-- Task to carry out --
Only the lines from the start of the material through the line containing "foliage shown in this photo, matching this sample?" are to be extracted, exactly as they appear.

-- Input records --
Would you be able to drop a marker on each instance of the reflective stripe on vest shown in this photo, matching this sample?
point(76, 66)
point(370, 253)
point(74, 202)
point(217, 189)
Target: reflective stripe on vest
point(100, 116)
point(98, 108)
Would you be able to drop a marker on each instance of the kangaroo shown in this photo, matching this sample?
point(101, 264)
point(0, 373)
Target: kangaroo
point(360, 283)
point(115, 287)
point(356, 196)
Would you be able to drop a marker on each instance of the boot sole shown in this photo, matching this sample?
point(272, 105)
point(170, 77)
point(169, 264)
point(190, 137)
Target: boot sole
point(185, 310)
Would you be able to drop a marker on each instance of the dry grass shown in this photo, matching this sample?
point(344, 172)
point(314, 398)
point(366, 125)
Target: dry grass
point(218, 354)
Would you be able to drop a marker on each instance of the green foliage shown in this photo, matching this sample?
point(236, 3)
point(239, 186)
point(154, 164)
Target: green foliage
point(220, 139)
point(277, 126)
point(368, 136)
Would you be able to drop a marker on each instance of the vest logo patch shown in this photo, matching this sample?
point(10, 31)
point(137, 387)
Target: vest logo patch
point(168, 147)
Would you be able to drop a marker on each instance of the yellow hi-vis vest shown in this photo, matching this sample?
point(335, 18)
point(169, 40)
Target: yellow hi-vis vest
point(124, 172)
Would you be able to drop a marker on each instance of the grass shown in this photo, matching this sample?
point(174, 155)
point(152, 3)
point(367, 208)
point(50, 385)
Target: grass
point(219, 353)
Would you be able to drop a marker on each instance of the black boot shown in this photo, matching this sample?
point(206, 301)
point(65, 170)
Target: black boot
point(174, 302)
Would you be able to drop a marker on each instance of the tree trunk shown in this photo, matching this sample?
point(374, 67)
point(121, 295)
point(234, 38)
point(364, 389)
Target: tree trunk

-- Problem solution --
Would you be able to drop a marker on each instance of the reflective stripe on vest shown in this photo, matching this sample?
point(76, 66)
point(370, 253)
point(74, 202)
point(217, 189)
Target: reflective stripe on vest
point(100, 116)
point(98, 108)
Would you be able to drop a marker on each instance of the kangaroo shown in this photo, matching this sample?
point(101, 264)
point(0, 373)
Target: kangaroo
point(360, 283)
point(115, 287)
point(356, 196)
Would you be able to drop a marker on each instance of the boot sole shown in this photo, matching this sample?
point(272, 105)
point(170, 77)
point(169, 264)
point(190, 137)
Target: boot sole
point(185, 310)
Would you be able to drop a marker on each instance of the dry grass shown in this photo, matching this sample?
point(344, 172)
point(314, 398)
point(366, 125)
Target: dry grass
point(218, 354)
Would you be able to drop a marker on each instance of the green foliage shown in this photo, matching this sample?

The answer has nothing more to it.